» Prompt: Below are entries; copy exactly the lines from the one with "form: point(290, 27)." through the one with "form: point(70, 164).", both included, and leave out the rest.

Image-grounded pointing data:

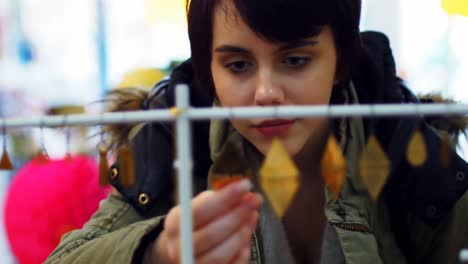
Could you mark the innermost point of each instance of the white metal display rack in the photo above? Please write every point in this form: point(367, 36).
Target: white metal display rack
point(183, 114)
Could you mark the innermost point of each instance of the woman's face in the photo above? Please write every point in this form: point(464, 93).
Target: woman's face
point(250, 71)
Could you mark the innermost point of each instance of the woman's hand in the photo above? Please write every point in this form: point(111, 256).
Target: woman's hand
point(223, 225)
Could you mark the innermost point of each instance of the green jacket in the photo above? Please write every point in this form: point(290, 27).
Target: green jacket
point(420, 218)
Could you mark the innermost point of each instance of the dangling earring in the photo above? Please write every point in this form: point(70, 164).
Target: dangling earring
point(374, 165)
point(127, 165)
point(333, 166)
point(5, 162)
point(42, 156)
point(103, 149)
point(279, 177)
point(68, 155)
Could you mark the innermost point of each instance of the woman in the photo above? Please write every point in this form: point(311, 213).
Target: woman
point(274, 53)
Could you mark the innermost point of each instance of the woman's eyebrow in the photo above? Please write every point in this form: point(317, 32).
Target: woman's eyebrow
point(230, 48)
point(297, 44)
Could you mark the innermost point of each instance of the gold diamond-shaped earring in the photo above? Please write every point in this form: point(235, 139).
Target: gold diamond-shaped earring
point(279, 177)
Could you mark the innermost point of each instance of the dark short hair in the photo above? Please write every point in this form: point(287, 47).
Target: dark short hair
point(278, 21)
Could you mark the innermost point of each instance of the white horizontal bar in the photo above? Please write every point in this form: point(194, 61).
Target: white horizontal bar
point(464, 256)
point(377, 110)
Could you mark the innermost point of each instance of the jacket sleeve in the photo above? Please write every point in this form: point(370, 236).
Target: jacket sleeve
point(115, 234)
point(443, 243)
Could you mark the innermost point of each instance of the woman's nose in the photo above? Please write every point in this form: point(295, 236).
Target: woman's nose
point(268, 91)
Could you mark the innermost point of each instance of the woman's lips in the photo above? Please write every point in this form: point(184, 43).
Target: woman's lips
point(278, 127)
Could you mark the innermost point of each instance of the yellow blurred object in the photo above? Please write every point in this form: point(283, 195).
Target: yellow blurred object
point(279, 178)
point(66, 110)
point(166, 11)
point(141, 78)
point(455, 7)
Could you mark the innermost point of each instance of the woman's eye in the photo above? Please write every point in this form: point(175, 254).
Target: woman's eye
point(295, 62)
point(238, 66)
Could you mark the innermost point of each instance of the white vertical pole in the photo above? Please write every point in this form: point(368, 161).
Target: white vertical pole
point(184, 166)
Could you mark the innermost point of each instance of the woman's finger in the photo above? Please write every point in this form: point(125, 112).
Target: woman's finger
point(243, 256)
point(213, 204)
point(226, 251)
point(219, 230)
point(208, 205)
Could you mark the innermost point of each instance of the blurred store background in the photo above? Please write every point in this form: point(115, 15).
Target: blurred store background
point(56, 53)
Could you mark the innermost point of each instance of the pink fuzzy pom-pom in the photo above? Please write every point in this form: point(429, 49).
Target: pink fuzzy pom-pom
point(47, 200)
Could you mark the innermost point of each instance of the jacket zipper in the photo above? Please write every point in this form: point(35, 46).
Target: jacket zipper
point(352, 227)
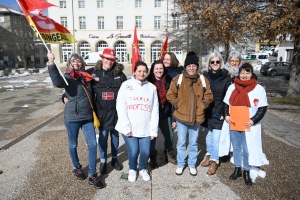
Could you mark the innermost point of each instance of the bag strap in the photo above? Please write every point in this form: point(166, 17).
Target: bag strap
point(86, 92)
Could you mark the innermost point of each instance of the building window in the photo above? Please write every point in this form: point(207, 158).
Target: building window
point(63, 21)
point(156, 22)
point(138, 3)
point(100, 4)
point(62, 4)
point(101, 22)
point(157, 3)
point(81, 4)
point(175, 22)
point(82, 24)
point(119, 22)
point(138, 22)
point(37, 60)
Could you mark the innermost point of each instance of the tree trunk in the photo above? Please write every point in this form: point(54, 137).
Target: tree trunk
point(294, 83)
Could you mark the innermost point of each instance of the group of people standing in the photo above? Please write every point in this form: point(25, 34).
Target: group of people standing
point(170, 96)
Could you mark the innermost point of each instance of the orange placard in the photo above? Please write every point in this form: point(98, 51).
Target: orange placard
point(239, 115)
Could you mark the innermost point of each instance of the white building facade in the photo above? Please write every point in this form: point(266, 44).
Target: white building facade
point(97, 24)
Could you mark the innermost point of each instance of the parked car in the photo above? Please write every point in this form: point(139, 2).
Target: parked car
point(287, 72)
point(274, 68)
point(263, 57)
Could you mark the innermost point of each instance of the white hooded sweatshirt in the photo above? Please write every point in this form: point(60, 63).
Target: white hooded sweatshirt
point(138, 109)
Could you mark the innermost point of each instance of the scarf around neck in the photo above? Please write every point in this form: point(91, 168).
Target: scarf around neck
point(239, 96)
point(80, 75)
point(161, 89)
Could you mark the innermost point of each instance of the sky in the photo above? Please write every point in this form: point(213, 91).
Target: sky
point(13, 4)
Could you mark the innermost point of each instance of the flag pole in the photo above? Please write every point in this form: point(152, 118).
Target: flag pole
point(42, 39)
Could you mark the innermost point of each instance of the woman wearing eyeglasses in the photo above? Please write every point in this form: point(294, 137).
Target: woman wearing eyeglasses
point(233, 64)
point(220, 80)
point(189, 99)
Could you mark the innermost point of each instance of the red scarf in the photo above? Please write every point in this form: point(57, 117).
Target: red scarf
point(161, 90)
point(80, 75)
point(239, 96)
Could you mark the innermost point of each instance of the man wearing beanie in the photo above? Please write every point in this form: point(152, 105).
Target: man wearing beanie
point(189, 99)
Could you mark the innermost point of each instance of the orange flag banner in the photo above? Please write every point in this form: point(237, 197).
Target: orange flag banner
point(163, 49)
point(50, 30)
point(136, 56)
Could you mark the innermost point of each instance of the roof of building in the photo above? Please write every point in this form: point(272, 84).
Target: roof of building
point(5, 9)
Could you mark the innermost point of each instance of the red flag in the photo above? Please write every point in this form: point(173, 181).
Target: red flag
point(43, 26)
point(136, 56)
point(163, 49)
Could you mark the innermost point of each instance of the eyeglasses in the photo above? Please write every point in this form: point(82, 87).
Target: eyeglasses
point(213, 62)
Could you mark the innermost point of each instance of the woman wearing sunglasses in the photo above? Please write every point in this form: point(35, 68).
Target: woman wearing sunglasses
point(220, 80)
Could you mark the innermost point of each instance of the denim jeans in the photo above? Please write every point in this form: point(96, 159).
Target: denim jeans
point(240, 149)
point(193, 132)
point(88, 130)
point(135, 147)
point(212, 143)
point(103, 136)
point(166, 129)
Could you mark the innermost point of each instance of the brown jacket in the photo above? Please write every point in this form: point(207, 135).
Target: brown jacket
point(189, 102)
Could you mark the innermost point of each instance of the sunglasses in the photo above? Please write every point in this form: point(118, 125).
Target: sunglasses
point(213, 62)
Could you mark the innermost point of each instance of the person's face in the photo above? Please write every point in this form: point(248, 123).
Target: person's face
point(141, 73)
point(244, 75)
point(107, 64)
point(234, 62)
point(76, 64)
point(191, 69)
point(158, 71)
point(215, 64)
point(167, 60)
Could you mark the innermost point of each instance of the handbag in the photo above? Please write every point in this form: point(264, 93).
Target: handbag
point(95, 118)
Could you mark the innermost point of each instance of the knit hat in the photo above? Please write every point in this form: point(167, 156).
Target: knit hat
point(191, 58)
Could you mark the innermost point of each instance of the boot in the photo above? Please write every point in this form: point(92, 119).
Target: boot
point(116, 164)
point(237, 173)
point(247, 178)
point(103, 168)
point(205, 162)
point(170, 157)
point(153, 163)
point(213, 166)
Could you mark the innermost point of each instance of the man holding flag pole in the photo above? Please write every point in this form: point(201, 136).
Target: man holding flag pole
point(78, 112)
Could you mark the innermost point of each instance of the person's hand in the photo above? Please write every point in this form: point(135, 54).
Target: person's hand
point(228, 120)
point(129, 134)
point(249, 124)
point(51, 58)
point(173, 124)
point(66, 100)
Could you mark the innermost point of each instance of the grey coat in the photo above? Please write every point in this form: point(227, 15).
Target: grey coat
point(78, 107)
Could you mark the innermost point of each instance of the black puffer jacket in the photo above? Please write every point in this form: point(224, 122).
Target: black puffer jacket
point(216, 107)
point(106, 92)
point(78, 107)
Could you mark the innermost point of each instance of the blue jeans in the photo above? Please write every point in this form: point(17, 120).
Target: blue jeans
point(135, 147)
point(240, 149)
point(166, 129)
point(193, 132)
point(103, 136)
point(88, 130)
point(212, 143)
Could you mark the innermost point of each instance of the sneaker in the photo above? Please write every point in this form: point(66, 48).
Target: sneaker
point(179, 171)
point(79, 173)
point(145, 175)
point(93, 180)
point(193, 171)
point(132, 176)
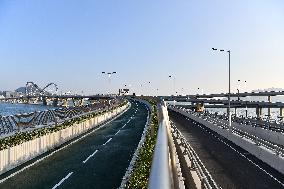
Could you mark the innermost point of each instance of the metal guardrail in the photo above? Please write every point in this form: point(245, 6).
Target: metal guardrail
point(165, 170)
point(161, 176)
point(15, 123)
point(168, 166)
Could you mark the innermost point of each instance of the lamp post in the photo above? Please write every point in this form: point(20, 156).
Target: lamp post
point(238, 89)
point(229, 94)
point(109, 74)
point(174, 82)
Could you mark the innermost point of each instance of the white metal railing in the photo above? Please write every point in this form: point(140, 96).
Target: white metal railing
point(165, 170)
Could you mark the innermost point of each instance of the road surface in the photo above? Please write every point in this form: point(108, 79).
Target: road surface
point(96, 161)
point(230, 166)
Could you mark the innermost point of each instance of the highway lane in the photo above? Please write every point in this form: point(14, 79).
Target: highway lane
point(230, 166)
point(97, 161)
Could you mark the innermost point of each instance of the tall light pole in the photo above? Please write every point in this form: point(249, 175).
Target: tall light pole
point(229, 94)
point(238, 89)
point(174, 82)
point(109, 74)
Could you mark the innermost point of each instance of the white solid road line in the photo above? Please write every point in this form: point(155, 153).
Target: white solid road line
point(90, 156)
point(65, 178)
point(117, 132)
point(107, 141)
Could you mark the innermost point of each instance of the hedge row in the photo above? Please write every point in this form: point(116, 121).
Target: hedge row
point(22, 137)
point(141, 172)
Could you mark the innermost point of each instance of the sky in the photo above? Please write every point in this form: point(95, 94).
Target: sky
point(70, 42)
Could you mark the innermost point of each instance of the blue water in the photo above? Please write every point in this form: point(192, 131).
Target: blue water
point(12, 109)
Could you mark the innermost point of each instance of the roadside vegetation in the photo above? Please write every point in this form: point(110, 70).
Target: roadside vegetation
point(22, 137)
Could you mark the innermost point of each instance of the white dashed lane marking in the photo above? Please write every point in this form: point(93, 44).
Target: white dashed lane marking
point(65, 178)
point(107, 141)
point(90, 156)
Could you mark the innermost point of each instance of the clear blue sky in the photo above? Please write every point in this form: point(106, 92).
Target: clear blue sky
point(71, 42)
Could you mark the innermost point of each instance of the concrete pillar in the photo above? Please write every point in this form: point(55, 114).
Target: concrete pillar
point(259, 112)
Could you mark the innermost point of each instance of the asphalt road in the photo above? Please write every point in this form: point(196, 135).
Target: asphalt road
point(97, 161)
point(230, 166)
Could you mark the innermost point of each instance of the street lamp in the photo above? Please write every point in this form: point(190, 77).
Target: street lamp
point(174, 82)
point(238, 89)
point(109, 74)
point(229, 95)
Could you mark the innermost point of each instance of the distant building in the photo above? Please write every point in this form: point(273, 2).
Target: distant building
point(11, 94)
point(123, 92)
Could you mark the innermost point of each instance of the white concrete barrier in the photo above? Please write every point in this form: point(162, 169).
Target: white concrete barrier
point(17, 155)
point(270, 157)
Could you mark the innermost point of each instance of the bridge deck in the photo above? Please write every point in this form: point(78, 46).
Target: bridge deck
point(223, 159)
point(97, 161)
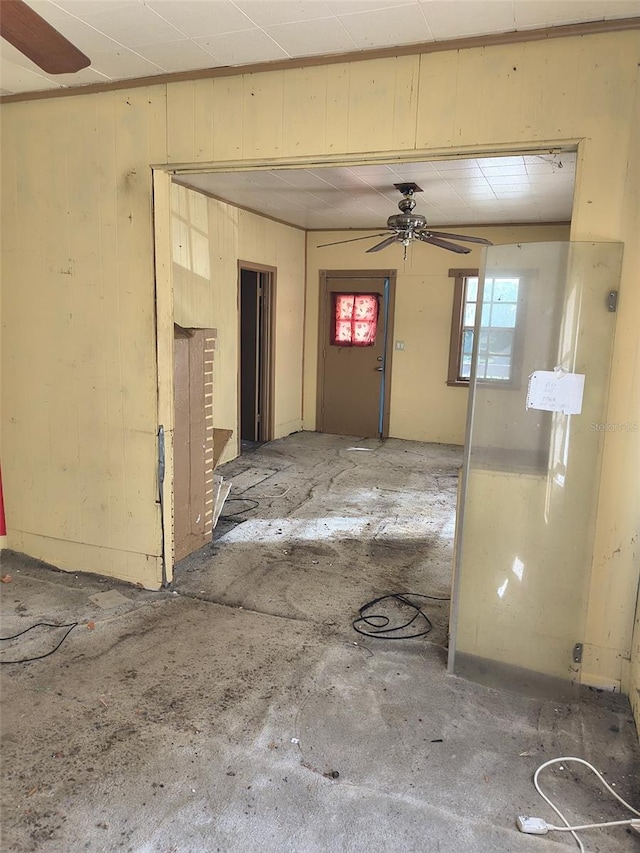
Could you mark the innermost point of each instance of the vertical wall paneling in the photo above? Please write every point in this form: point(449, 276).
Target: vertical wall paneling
point(437, 86)
point(228, 129)
point(578, 89)
point(204, 120)
point(181, 122)
point(305, 129)
point(262, 114)
point(162, 204)
point(336, 129)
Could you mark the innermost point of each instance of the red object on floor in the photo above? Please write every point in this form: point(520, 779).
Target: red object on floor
point(3, 526)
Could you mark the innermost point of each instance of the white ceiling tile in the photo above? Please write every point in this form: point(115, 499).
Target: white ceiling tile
point(268, 14)
point(461, 174)
point(373, 170)
point(493, 162)
point(15, 78)
point(86, 38)
point(309, 38)
point(132, 25)
point(246, 46)
point(447, 19)
point(200, 18)
point(502, 180)
point(400, 25)
point(465, 182)
point(84, 77)
point(364, 196)
point(504, 169)
point(346, 7)
point(547, 13)
point(122, 64)
point(183, 55)
point(81, 8)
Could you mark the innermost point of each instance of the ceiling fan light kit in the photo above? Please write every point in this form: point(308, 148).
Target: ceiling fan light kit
point(407, 226)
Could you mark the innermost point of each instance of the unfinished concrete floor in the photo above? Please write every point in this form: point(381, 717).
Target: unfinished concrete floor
point(239, 711)
point(318, 525)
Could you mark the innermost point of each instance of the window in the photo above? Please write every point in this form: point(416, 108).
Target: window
point(355, 319)
point(498, 322)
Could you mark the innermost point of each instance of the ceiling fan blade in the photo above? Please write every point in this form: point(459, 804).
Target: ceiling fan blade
point(353, 240)
point(384, 244)
point(480, 240)
point(38, 40)
point(427, 237)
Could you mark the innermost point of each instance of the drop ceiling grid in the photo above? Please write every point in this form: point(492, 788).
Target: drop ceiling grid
point(531, 188)
point(132, 38)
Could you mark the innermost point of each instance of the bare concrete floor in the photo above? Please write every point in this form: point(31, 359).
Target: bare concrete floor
point(238, 712)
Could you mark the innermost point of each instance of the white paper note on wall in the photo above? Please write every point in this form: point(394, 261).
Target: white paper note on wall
point(556, 391)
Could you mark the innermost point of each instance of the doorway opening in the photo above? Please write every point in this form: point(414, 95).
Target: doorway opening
point(355, 338)
point(256, 296)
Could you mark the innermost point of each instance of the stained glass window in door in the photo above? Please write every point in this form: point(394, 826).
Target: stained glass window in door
point(355, 319)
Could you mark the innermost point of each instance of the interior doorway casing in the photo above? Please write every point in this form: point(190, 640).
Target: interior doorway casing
point(347, 279)
point(256, 341)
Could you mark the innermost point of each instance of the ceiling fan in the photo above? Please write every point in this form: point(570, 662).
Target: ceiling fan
point(407, 226)
point(27, 31)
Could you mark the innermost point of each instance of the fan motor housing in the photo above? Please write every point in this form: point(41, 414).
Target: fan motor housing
point(406, 222)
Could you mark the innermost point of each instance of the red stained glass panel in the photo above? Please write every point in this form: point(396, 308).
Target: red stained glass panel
point(355, 319)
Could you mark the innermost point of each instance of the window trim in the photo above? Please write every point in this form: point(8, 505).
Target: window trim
point(456, 333)
point(455, 341)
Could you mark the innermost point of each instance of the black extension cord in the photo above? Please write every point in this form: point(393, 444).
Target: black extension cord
point(69, 625)
point(378, 625)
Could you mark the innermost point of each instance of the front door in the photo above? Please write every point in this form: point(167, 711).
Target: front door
point(356, 311)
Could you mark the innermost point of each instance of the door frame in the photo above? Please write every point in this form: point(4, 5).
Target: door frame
point(323, 327)
point(267, 346)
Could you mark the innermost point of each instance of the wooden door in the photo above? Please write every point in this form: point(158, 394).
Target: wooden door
point(354, 365)
point(192, 439)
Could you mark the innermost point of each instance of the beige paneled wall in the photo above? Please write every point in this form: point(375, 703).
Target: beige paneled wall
point(209, 238)
point(423, 406)
point(78, 430)
point(78, 357)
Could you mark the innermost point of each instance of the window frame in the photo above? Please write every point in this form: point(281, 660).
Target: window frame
point(457, 316)
point(455, 345)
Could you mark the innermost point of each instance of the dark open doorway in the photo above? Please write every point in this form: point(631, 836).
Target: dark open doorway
point(256, 301)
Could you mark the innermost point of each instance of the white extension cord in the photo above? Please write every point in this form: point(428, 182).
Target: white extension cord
point(538, 826)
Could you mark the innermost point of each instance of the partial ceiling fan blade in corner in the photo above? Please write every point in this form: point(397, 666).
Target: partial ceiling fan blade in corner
point(353, 240)
point(443, 244)
point(464, 239)
point(384, 244)
point(38, 40)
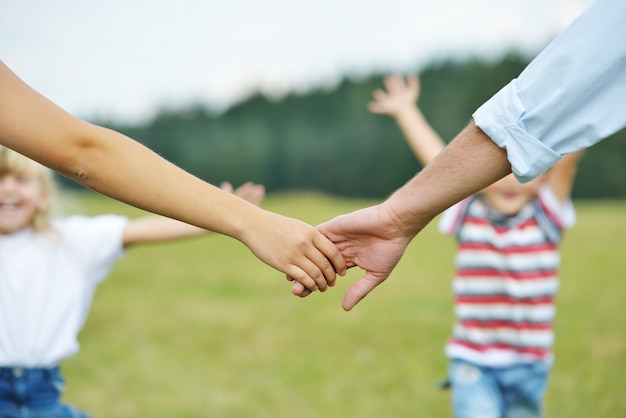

» Answer:
Could you mark the innermost point of each instance of the green jacket in the photo above? Please write every point in this form: point(290, 27).
Target: green jacket
point(420, 218)
Could you mark the innermost point of each instance of the dangling earring in the photo above? Please write every point in this form: point(70, 164).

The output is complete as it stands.